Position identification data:
******

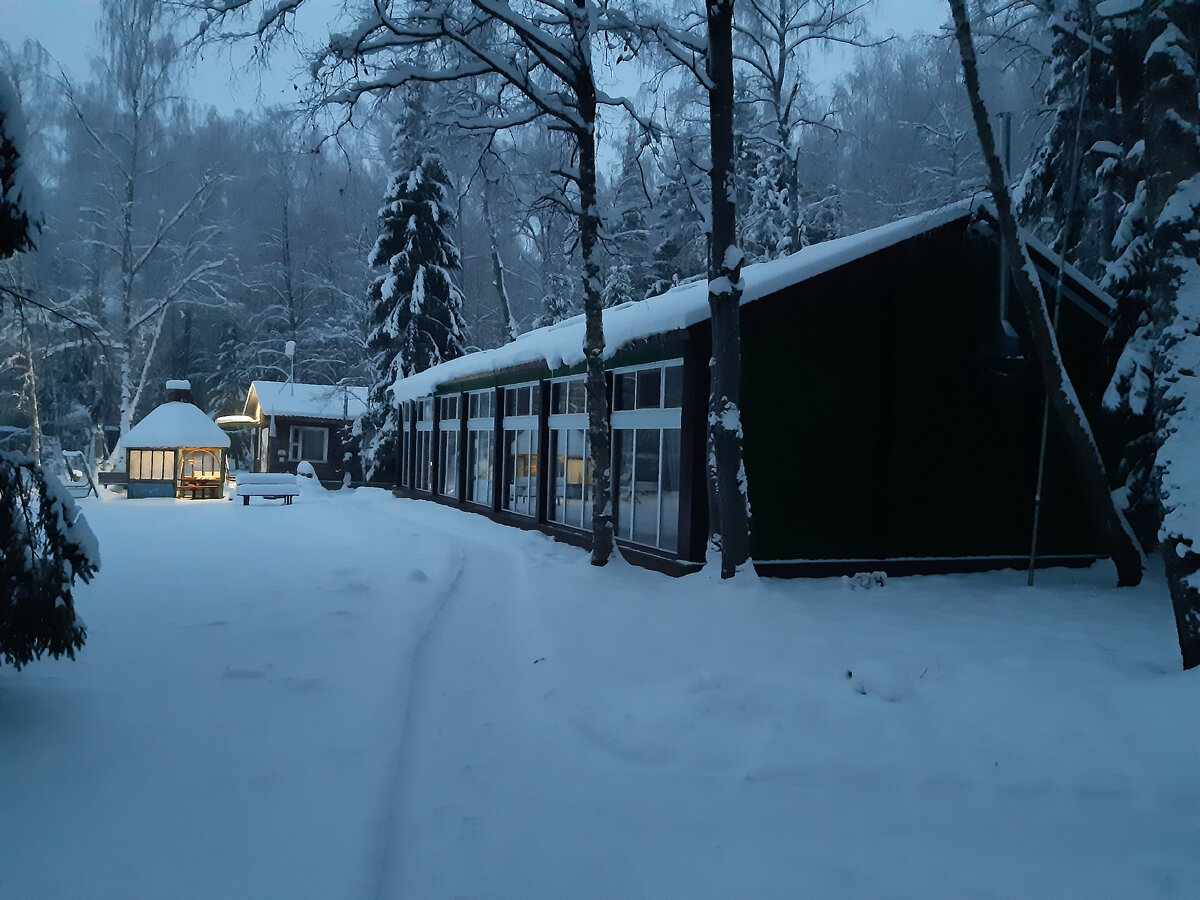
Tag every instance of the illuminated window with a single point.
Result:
(646, 451)
(570, 454)
(522, 405)
(424, 474)
(480, 435)
(448, 447)
(151, 465)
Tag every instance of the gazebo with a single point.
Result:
(177, 450)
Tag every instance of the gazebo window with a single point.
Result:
(151, 465)
(522, 405)
(570, 483)
(448, 447)
(424, 444)
(307, 443)
(646, 454)
(480, 433)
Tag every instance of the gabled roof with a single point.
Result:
(173, 425)
(561, 346)
(336, 402)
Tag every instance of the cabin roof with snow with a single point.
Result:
(334, 402)
(561, 346)
(175, 425)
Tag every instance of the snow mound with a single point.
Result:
(879, 678)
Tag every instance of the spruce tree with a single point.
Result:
(417, 306)
(45, 543)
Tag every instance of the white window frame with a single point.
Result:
(558, 424)
(649, 419)
(449, 426)
(295, 443)
(520, 423)
(147, 457)
(484, 424)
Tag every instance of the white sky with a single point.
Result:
(67, 29)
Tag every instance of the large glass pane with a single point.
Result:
(649, 387)
(646, 487)
(623, 390)
(406, 459)
(575, 515)
(669, 534)
(623, 454)
(556, 509)
(449, 474)
(510, 467)
(479, 467)
(672, 387)
(312, 444)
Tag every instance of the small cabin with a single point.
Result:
(295, 423)
(177, 450)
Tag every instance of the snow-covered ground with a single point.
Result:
(365, 697)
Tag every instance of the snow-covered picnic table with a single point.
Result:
(268, 485)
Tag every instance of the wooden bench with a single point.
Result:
(268, 485)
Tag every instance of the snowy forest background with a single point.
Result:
(252, 229)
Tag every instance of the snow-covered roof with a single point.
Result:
(561, 346)
(175, 424)
(310, 401)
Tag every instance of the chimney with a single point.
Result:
(180, 390)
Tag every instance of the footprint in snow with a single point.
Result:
(244, 673)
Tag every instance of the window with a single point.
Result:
(448, 447)
(522, 405)
(570, 477)
(646, 454)
(406, 444)
(307, 443)
(424, 474)
(151, 465)
(480, 435)
(199, 465)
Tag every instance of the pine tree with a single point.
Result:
(45, 543)
(417, 306)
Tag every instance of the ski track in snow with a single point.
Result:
(389, 844)
(365, 697)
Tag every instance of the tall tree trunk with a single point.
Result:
(1173, 185)
(1121, 543)
(599, 433)
(508, 327)
(725, 259)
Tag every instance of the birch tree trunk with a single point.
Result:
(1120, 539)
(725, 463)
(508, 327)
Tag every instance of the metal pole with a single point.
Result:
(1065, 245)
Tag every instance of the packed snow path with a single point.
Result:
(364, 697)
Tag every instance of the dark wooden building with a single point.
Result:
(892, 413)
(301, 423)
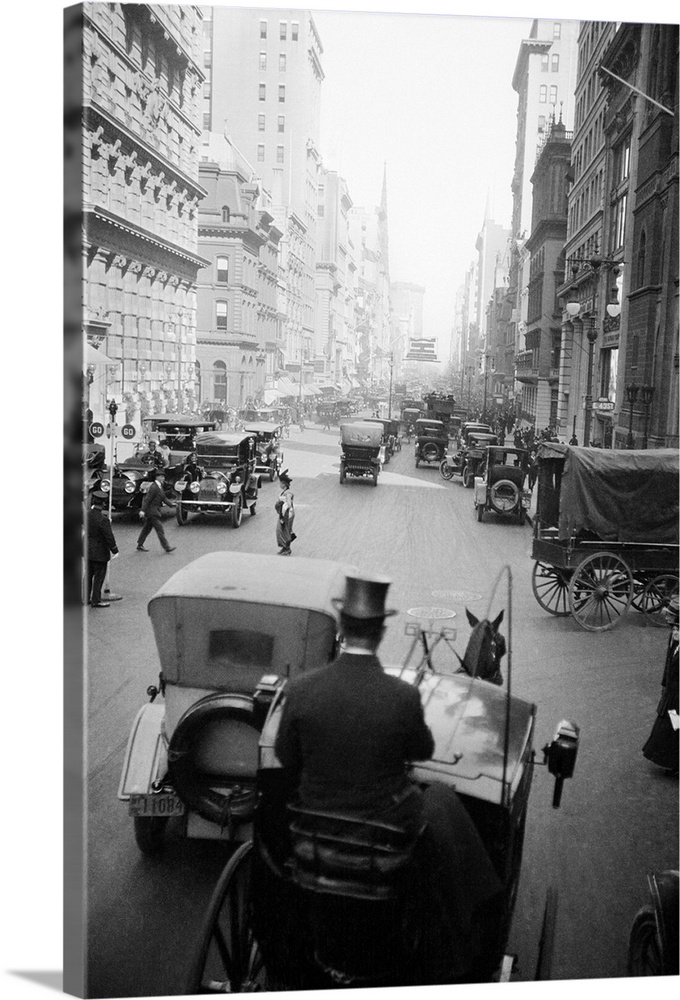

******

STATED GOAL -
Please show every line in the data above that contains the word "white".

RESULT OF THE EXERCISE -
Tag every instance of the white window frame with a single point.
Tag every instance of the white sky with a single point.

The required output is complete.